__Action item__: Would you please transcribe, exactly as written, the lines of the entries below starting at the one that holds "Keypoint placement: for each instance of the aquatic" and ending at the one that holds "Keypoint placement: for each instance of the lit", both included?
++++ Data in this exercise
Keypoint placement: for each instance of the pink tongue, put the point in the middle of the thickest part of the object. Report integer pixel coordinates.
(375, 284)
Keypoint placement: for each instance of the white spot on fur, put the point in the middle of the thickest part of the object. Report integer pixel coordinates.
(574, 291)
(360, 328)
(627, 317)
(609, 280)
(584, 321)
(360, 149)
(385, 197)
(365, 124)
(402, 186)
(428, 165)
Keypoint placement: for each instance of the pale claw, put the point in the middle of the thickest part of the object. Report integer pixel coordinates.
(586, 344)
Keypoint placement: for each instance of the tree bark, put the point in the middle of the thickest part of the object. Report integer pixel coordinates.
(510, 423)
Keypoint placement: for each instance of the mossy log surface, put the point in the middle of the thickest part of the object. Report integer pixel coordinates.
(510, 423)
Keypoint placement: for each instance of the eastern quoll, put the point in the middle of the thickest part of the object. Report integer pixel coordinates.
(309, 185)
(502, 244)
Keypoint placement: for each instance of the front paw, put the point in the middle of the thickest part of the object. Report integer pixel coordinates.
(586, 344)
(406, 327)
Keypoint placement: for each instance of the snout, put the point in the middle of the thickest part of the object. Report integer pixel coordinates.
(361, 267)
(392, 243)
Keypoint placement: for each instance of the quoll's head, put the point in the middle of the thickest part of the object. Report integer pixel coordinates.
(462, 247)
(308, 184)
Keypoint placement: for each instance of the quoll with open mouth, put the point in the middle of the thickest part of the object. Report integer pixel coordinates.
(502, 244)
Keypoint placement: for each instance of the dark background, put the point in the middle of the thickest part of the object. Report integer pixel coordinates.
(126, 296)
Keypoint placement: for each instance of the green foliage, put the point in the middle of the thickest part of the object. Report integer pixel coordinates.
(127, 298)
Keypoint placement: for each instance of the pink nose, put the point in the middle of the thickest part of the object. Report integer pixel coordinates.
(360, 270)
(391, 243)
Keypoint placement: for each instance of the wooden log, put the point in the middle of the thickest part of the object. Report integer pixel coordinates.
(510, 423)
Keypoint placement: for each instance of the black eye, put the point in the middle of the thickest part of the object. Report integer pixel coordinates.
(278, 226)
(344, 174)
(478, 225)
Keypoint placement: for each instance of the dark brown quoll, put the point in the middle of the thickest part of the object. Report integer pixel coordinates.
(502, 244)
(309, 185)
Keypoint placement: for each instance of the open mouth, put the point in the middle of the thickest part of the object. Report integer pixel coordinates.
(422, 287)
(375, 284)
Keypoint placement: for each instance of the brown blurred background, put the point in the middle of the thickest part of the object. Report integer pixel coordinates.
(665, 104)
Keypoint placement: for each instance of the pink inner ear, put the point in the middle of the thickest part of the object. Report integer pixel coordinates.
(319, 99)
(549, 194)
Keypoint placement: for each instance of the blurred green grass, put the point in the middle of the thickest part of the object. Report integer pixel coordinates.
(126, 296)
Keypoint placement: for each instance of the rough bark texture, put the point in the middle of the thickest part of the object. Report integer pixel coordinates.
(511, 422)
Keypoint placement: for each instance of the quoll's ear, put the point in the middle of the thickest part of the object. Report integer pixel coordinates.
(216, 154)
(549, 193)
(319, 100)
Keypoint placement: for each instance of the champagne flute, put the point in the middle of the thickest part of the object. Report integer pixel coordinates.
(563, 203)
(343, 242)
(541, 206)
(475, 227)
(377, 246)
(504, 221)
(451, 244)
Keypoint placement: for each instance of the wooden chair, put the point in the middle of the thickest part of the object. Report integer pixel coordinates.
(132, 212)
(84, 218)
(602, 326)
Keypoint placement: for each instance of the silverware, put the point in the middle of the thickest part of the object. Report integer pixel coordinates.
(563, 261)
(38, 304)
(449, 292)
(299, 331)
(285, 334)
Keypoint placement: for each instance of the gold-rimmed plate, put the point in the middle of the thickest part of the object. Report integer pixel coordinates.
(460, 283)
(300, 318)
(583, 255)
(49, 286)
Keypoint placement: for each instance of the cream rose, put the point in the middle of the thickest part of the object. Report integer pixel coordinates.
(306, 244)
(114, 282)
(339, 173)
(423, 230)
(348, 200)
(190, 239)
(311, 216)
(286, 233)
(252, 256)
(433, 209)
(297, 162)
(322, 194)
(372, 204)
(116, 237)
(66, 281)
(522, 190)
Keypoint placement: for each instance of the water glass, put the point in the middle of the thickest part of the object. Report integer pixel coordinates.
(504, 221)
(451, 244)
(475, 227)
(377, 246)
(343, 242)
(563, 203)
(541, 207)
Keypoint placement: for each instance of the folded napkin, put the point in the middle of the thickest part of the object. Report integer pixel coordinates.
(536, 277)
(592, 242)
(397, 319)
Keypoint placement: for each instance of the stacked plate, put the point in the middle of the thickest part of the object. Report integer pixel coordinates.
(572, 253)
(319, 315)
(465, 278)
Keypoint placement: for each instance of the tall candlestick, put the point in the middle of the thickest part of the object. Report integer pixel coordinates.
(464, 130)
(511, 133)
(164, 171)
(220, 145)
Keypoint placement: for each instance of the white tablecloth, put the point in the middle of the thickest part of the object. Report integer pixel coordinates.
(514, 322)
++++++++
++++ Data in this exercise
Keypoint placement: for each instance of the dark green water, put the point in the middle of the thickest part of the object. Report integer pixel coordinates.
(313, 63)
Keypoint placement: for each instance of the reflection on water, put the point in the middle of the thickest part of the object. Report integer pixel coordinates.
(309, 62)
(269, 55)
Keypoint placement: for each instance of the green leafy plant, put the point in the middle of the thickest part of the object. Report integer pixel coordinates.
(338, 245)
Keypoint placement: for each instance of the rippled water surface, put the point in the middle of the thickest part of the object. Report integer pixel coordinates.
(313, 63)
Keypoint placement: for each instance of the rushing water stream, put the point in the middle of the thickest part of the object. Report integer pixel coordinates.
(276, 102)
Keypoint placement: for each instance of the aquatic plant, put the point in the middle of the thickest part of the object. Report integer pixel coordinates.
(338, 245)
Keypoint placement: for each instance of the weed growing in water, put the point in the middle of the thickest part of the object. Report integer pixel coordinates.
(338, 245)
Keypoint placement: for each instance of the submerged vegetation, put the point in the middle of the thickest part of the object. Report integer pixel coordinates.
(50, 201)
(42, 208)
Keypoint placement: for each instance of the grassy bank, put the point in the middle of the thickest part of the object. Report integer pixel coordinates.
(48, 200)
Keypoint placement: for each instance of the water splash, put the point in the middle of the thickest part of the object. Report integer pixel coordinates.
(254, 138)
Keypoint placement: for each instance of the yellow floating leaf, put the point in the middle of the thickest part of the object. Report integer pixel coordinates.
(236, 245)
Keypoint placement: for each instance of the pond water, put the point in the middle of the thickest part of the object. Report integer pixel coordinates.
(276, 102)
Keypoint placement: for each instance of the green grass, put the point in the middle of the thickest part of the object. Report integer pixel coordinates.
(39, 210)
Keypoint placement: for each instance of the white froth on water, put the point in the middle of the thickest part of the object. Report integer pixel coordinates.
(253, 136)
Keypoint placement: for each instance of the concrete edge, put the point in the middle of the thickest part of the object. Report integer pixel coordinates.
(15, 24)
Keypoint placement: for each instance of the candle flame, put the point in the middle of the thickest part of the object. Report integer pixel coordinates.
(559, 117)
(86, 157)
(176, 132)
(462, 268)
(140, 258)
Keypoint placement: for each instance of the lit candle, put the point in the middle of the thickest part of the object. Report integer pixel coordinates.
++++++++
__Answer to the problem__:
Keypoint placement: for each instance of the aquatic plant, put the point in the middle of the thickest part of the object. Report integer pixel coordinates.
(338, 245)
Keypoint placement: for each instance of the weed growing in water, put the point in the middle of the thickest part of the object. Report integer pixel coordinates.
(338, 245)
Keypoint placement: for each instance of the submerged vegetation, put the point in the middle of the thickest part of the object. Report integer pixel coordinates.
(50, 201)
(42, 208)
Keypoint placement: for each instance of the grassy bank, put the point in the middle of the thickest part of the object. Report integer pixel coordinates.
(48, 200)
Keypoint placement: for each instance of the water splash, put the point in the middle of the thickest part of the object. Report integer pixel coordinates.
(254, 138)
Keypoint placement: for each instance of the yellow floating leaf, put the point in the middle of the thickest part of the object. Report integer pixel coordinates.
(236, 245)
Keypoint placement: for each instance of the pond water, put the point in the middle of the thickest part of the object. Report integer pixel coordinates.
(276, 102)
Keypoint placement: for each instance of the green grass, put the point in the middle of the thickest part of the object. Report integer pixel coordinates.
(39, 210)
Keypoint placement: for each instance of the white froth on water, put the point in the middle of the thickest part of the object. Report integer pixel coordinates.
(253, 136)
Keypoint placement: for each instance of the concrete edge, put the point in the middle of the thickest part of the object. Report integer pixel coordinates.
(15, 24)
Keypoint placement: for each instance of the candle flame, put the point in the middle of the thickest part of the object. Report integer pixel coordinates.
(559, 117)
(86, 157)
(176, 132)
(462, 268)
(140, 258)
Keypoint placement: for each instance of the lit candle, put the point in the middle of the thickest part of the object. Report integer pixel coordinates.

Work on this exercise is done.